» EXERCISE PROMPT: Search the records below for the word "side". Copy each line where it occurs.

*** INFORMATION PROVIDED Section Begins ***

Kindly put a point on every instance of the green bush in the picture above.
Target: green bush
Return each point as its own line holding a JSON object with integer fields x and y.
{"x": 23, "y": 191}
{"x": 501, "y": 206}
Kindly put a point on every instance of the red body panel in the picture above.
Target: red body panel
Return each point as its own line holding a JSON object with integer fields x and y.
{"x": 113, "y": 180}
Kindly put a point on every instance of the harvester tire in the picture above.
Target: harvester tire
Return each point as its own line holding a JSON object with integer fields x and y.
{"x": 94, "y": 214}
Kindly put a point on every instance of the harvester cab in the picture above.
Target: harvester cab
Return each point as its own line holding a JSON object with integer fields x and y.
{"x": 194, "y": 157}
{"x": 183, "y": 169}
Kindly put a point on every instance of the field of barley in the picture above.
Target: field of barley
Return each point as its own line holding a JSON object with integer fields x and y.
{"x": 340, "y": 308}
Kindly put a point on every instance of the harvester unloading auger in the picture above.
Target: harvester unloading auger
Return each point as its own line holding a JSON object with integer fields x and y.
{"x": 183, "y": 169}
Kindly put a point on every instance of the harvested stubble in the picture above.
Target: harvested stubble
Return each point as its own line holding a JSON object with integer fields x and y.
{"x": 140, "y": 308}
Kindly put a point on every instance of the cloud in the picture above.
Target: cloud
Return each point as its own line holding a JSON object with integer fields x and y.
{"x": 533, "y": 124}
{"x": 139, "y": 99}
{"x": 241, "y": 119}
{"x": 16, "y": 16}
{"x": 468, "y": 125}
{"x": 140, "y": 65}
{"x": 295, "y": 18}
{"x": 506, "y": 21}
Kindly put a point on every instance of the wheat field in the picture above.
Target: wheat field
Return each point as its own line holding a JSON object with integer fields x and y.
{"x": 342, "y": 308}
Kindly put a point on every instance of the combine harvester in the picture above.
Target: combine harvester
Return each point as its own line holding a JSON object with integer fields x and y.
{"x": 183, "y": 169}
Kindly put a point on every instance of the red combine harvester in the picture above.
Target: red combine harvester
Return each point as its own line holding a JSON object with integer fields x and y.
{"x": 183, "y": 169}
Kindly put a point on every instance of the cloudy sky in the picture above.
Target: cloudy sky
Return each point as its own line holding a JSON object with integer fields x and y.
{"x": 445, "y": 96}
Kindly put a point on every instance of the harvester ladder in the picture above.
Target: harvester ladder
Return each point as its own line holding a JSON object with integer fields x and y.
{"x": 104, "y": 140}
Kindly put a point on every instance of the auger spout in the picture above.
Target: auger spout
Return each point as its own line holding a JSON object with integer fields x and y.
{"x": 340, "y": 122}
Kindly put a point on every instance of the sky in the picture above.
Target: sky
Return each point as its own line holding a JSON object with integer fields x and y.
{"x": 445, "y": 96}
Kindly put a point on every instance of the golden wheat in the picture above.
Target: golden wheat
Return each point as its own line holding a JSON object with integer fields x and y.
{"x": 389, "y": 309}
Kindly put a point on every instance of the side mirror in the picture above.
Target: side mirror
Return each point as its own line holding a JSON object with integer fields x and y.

*** INFORMATION PROVIDED Section Ends ***

» RESULT OF THIS TASK:
Kindly put a point on every instance of the side mirror in the picture above.
Target: side mirror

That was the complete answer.